EXERCISE GOAL:
Show every line of the data below that contains the string "airplane", copied in full.

# START OF AVAILABLE RECORDS

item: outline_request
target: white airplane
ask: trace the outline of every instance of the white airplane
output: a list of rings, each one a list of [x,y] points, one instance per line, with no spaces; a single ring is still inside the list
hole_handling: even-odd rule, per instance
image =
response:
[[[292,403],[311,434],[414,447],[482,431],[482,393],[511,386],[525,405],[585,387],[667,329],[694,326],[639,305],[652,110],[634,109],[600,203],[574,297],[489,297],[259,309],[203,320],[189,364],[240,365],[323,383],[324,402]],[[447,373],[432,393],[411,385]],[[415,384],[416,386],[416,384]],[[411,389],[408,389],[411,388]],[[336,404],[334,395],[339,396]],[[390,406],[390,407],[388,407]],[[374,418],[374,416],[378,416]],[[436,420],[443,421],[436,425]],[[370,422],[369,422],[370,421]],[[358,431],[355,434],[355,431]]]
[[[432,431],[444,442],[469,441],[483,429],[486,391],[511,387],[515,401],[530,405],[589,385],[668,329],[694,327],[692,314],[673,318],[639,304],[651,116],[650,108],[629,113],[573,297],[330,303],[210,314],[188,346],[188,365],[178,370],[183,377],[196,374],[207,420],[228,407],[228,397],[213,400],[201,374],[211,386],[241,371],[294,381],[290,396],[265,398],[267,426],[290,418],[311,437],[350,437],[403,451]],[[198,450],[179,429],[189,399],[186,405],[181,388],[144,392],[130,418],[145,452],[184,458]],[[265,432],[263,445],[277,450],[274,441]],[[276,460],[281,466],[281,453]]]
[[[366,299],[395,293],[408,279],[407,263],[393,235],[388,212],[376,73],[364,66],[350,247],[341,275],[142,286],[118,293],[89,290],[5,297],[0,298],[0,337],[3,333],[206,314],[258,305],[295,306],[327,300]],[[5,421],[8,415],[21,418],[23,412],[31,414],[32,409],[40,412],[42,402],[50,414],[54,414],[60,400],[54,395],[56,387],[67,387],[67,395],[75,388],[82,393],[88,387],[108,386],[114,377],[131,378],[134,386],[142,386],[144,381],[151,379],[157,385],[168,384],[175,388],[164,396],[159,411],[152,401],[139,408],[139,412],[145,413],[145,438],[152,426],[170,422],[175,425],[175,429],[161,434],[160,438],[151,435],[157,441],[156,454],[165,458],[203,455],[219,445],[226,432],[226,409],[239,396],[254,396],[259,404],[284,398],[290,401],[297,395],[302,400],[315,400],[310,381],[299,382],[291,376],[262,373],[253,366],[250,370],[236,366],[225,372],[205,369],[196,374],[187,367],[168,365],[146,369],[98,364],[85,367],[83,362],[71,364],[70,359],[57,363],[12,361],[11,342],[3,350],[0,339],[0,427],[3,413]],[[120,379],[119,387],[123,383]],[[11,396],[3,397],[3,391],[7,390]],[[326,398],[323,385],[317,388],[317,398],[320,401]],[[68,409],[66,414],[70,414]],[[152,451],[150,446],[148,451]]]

# END OF AVAILABLE RECORDS

ANSWER TO THIS TASK:
target: white airplane
ask: trace the outline of every instance of the white airplane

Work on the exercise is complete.